── Information supplied
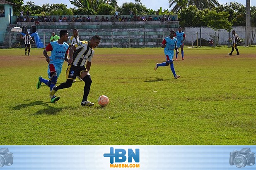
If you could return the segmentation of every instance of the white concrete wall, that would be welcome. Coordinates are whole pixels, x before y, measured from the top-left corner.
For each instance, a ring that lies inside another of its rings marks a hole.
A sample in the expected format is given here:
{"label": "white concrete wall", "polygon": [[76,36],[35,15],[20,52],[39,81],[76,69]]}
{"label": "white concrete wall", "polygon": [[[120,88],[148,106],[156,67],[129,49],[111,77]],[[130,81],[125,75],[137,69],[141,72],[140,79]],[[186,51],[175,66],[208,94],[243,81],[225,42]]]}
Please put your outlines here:
{"label": "white concrete wall", "polygon": [[[255,31],[255,27],[251,27],[251,36],[253,35],[253,30]],[[245,26],[235,26],[232,28],[232,30],[234,30],[236,31],[236,33],[237,34],[238,36],[242,38],[245,38]],[[186,35],[185,45],[191,45],[192,41],[193,42],[196,40],[197,32],[198,33],[198,39],[200,38],[200,27],[187,27],[184,28],[183,31],[185,33]],[[232,31],[231,31],[231,32]],[[202,38],[204,39],[207,40],[212,39],[212,38],[209,36],[210,35],[214,35],[215,31],[211,28],[207,27],[202,27]],[[228,44],[228,40],[229,38],[229,33],[225,30],[220,30],[219,31],[220,44],[221,45],[227,45]],[[230,36],[231,37],[232,32],[230,33]],[[217,31],[216,31],[216,36],[218,36]],[[199,42],[198,42],[198,45]],[[253,42],[253,44],[256,44],[256,36]],[[194,45],[195,45],[194,44]]]}

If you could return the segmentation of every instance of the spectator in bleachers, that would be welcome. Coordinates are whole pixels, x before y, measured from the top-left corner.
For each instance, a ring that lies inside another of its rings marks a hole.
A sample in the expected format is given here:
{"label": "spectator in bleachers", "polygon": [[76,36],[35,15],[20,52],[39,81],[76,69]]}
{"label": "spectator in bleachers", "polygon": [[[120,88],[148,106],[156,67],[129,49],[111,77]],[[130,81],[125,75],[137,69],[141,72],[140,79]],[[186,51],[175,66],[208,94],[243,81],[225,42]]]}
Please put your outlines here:
{"label": "spectator in bleachers", "polygon": [[119,15],[119,12],[117,11],[116,11],[115,12],[115,15],[116,15],[116,21],[118,21],[118,16]]}
{"label": "spectator in bleachers", "polygon": [[163,17],[162,17],[161,19],[161,21],[166,21],[166,18],[165,17],[165,15],[163,15]]}
{"label": "spectator in bleachers", "polygon": [[73,18],[72,18],[72,21],[75,22],[75,16],[73,16]]}
{"label": "spectator in bleachers", "polygon": [[19,14],[20,14],[20,16],[19,17],[19,21],[21,22],[23,22],[24,20],[24,18],[23,17],[23,14],[24,14],[24,12],[23,12],[23,11],[22,10]]}
{"label": "spectator in bleachers", "polygon": [[29,11],[28,10],[27,10],[27,12],[26,12],[26,14],[27,14],[27,18],[28,19],[27,20],[27,22],[29,22]]}
{"label": "spectator in bleachers", "polygon": [[148,21],[152,21],[152,19],[151,16],[149,16],[148,17]]}
{"label": "spectator in bleachers", "polygon": [[139,15],[137,17],[137,21],[141,21],[141,17]]}
{"label": "spectator in bleachers", "polygon": [[144,15],[142,15],[141,17],[141,20],[142,21],[147,21],[147,19],[146,19],[146,17]]}
{"label": "spectator in bleachers", "polygon": [[36,21],[35,21],[35,25],[36,25],[36,26],[39,26],[39,21],[38,21],[37,19],[36,19]]}
{"label": "spectator in bleachers", "polygon": [[115,21],[115,18],[114,18],[114,16],[113,15],[112,16],[112,17],[111,17],[111,18],[110,19],[111,22]]}
{"label": "spectator in bleachers", "polygon": [[82,22],[86,22],[87,21],[87,19],[85,17],[85,15],[84,15],[84,17],[82,18]]}
{"label": "spectator in bleachers", "polygon": [[106,18],[105,19],[105,22],[108,22],[109,21],[109,18],[108,18],[107,17],[106,17]]}
{"label": "spectator in bleachers", "polygon": [[88,17],[87,17],[87,22],[91,22],[92,21],[92,18],[91,18],[89,16],[88,16]]}
{"label": "spectator in bleachers", "polygon": [[170,15],[167,15],[167,19],[166,19],[166,20],[168,21],[171,21],[171,17],[170,17]]}
{"label": "spectator in bleachers", "polygon": [[157,16],[155,16],[155,17],[154,17],[154,19],[153,19],[153,20],[154,21],[158,21],[158,18],[157,18]]}
{"label": "spectator in bleachers", "polygon": [[35,18],[34,18],[34,17],[32,17],[32,18],[31,18],[31,19],[30,20],[30,21],[31,22],[34,22],[35,21]]}
{"label": "spectator in bleachers", "polygon": [[174,15],[172,16],[172,17],[171,18],[171,21],[176,21],[176,19],[175,18],[175,17],[174,17]]}
{"label": "spectator in bleachers", "polygon": [[63,17],[63,22],[68,21],[68,18],[67,18],[65,15],[64,15],[64,17]]}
────
▶ **Description of the task**
Drop the images and repeat the data exactly.

▶ **Result below**
If you could return the segmentation of every instance of the white concrete wall, that would be welcome. Coordinates are whole pixels, x before y, measured from the top-left corner.
For each instance, a ring that lies inside another of its rings marks a hole.
A sample in the expected format is given here:
{"label": "white concrete wall", "polygon": [[76,36],[35,15],[20,52],[39,81],[76,69]]}
{"label": "white concrete wall", "polygon": [[[120,88],[148,106],[156,67],[129,49],[111,77]],[[130,81],[125,75],[137,69],[141,72],[140,79]],[[186,51],[175,66],[208,94],[243,81],[225,42]]]}
Please put your outlines here:
{"label": "white concrete wall", "polygon": [[[255,31],[255,27],[251,27],[251,36],[253,35],[253,30]],[[245,26],[235,26],[232,28],[232,30],[234,30],[236,31],[236,33],[237,34],[238,36],[242,38],[245,38]],[[186,35],[185,45],[191,45],[192,41],[193,42],[196,40],[197,32],[198,33],[198,39],[200,38],[200,27],[187,27],[184,28],[183,31],[185,33]],[[232,31],[231,31],[231,32]],[[202,38],[204,39],[207,40],[212,39],[212,38],[209,36],[210,35],[214,35],[215,31],[211,28],[207,27],[202,27]],[[228,44],[228,40],[229,38],[229,33],[225,30],[220,30],[219,31],[220,44],[221,45],[227,45]],[[230,36],[231,37],[232,32],[230,33]],[[217,31],[216,31],[216,36],[218,36]],[[199,42],[198,42],[198,45]],[[253,42],[253,44],[256,44],[256,36]],[[194,45],[195,45],[194,44]]]}

If you could return the segmentation of every instance of the spectator in bleachers, that would be welcome. Coordinates are whole pixels, x before y, measured from the top-left corner.
For each instance, a ring that lies inside another of its rings marks a hole.
A sample in the expected format is given here:
{"label": "spectator in bleachers", "polygon": [[76,36],[35,15],[20,52],[39,81],[76,69]]}
{"label": "spectator in bleachers", "polygon": [[[120,88],[148,106],[156,67],[129,49],[111,77]],[[130,81],[125,75],[137,69],[141,72],[140,79]],[[186,51],[175,66],[208,94],[243,81],[225,42]]]}
Please put your outlines here:
{"label": "spectator in bleachers", "polygon": [[119,15],[119,12],[117,11],[116,11],[115,12],[115,15],[116,15],[116,21],[118,21],[118,16]]}
{"label": "spectator in bleachers", "polygon": [[163,17],[162,17],[161,19],[161,21],[166,21],[166,18],[165,17],[165,15],[163,15]]}
{"label": "spectator in bleachers", "polygon": [[73,18],[72,18],[72,21],[75,22],[75,16],[73,16]]}
{"label": "spectator in bleachers", "polygon": [[19,14],[20,14],[20,16],[19,17],[19,21],[21,22],[23,22],[24,20],[24,18],[23,17],[23,14],[24,14],[24,12],[23,12],[23,11],[22,10]]}
{"label": "spectator in bleachers", "polygon": [[29,11],[28,10],[27,10],[27,12],[26,12],[26,14],[27,14],[27,18],[28,19],[27,20],[27,22],[29,22]]}
{"label": "spectator in bleachers", "polygon": [[148,21],[152,21],[152,19],[151,16],[149,16],[148,17]]}
{"label": "spectator in bleachers", "polygon": [[139,15],[137,17],[137,21],[141,21],[141,17]]}
{"label": "spectator in bleachers", "polygon": [[144,15],[142,15],[141,17],[141,20],[142,21],[147,21],[147,19],[146,19],[146,17]]}
{"label": "spectator in bleachers", "polygon": [[36,21],[35,21],[35,25],[36,25],[36,26],[39,26],[39,21],[38,21],[37,19],[36,19]]}
{"label": "spectator in bleachers", "polygon": [[115,21],[115,18],[114,18],[114,16],[113,15],[112,16],[112,17],[111,17],[111,18],[110,19],[111,22]]}
{"label": "spectator in bleachers", "polygon": [[82,22],[86,22],[87,21],[87,19],[85,17],[85,15],[84,15],[84,17],[82,18]]}
{"label": "spectator in bleachers", "polygon": [[106,18],[105,19],[105,22],[108,22],[109,21],[109,18],[108,18],[107,17],[106,17]]}
{"label": "spectator in bleachers", "polygon": [[88,17],[87,17],[87,22],[91,22],[92,21],[92,18],[91,18],[89,16],[88,16]]}
{"label": "spectator in bleachers", "polygon": [[170,15],[167,15],[167,19],[166,19],[166,20],[168,21],[171,21],[171,17],[170,17]]}
{"label": "spectator in bleachers", "polygon": [[157,16],[155,16],[155,17],[154,17],[154,19],[153,19],[153,20],[154,21],[158,21],[158,18],[157,18]]}
{"label": "spectator in bleachers", "polygon": [[35,18],[34,18],[34,17],[32,17],[32,18],[31,18],[31,19],[30,20],[30,21],[31,22],[34,22],[35,21]]}
{"label": "spectator in bleachers", "polygon": [[174,15],[172,16],[172,17],[171,18],[171,21],[176,21],[176,19],[175,18],[175,17],[174,17]]}
{"label": "spectator in bleachers", "polygon": [[63,17],[63,22],[68,21],[68,18],[67,18],[65,15],[64,15],[64,17]]}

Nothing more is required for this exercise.